Problem statement
Reproduce the records below in full and exactly, without their images.

[Material to process — start]

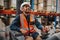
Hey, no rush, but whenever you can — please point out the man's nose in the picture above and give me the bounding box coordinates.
[27,7,30,10]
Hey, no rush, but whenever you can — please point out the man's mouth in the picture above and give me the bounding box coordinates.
[25,12,29,13]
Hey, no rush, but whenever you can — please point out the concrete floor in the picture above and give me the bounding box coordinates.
[0,19,5,40]
[0,17,15,40]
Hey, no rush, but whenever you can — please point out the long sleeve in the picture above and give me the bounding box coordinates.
[10,15,20,32]
[35,18,42,30]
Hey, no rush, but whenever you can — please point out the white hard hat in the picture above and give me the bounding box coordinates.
[20,2,31,10]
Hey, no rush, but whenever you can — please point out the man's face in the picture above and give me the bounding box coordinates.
[22,4,31,12]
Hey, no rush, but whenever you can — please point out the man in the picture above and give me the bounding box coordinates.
[10,2,42,40]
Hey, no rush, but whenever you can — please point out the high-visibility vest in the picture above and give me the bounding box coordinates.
[20,14,35,35]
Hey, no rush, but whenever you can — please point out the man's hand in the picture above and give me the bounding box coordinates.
[20,29,27,34]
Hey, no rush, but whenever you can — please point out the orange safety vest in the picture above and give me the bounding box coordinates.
[20,14,35,35]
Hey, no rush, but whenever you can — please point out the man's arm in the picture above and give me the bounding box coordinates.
[35,18,43,30]
[10,15,20,32]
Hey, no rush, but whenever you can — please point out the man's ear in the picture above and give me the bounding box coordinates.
[20,7,24,11]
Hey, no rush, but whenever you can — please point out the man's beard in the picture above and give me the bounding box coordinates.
[25,11,30,15]
[25,10,30,13]
[23,10,29,14]
[25,11,29,13]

[Material to process — finish]

Task response
Hey, no rush, but whenever you can — please point out the man's nose in the picture above and give me the bounding box coordinates.
[27,7,30,10]
Hey, no rush, but whenever you can — please point out the man's mouth in the picture above and give me the bounding box coordinates.
[25,12,29,13]
Hey, no rush, but whenever you can — please point out the concrete floor in the picture above and give me the bounding box coordinates.
[0,19,5,40]
[0,17,15,40]
Hey, no rush, but whenever you can — please point out the long sleeve in the picture above and give me the bounding box coordinates.
[10,15,20,32]
[35,18,42,30]
Hey, no rush, but whenever you can — please point out the white hard hat in the picture above and give me the bounding box coordinates.
[20,2,31,10]
Hey, no rush, but whenever you can — please point out the man's face in the picture above and give me the bounding box coordinates.
[22,4,31,12]
Hey, no rush, but whenever you can — please point out the man in the picture above and give me the bounding box coordinates.
[10,2,42,40]
Hey, no rush, but whenever you can — please point out the high-visibility vest in the picture above and give me the bounding box coordinates.
[20,14,35,35]
Hey, no rush, but whenever you can — please point out the man's hand in the picture above and give me the bounding box coordinates.
[20,29,27,34]
Hey, no rush, but whenever you can — please point out the orange safety vest in the picture above and give me the bounding box coordinates.
[20,14,35,35]
Hey, no rush, but whenever you can — please point out the man's arm in the picture above and give me the bounding box coordinates.
[35,18,43,30]
[10,15,20,32]
Hey, no rush, but whenever you can — please point out the man's ear in the picture above and give me the bounding box coordinates.
[20,7,24,11]
Hey, no rush, but whenever you can — please point out the man's beard in the picture above and give me the bounding box coordinates.
[25,11,30,15]
[25,10,30,13]
[23,10,29,14]
[25,11,29,13]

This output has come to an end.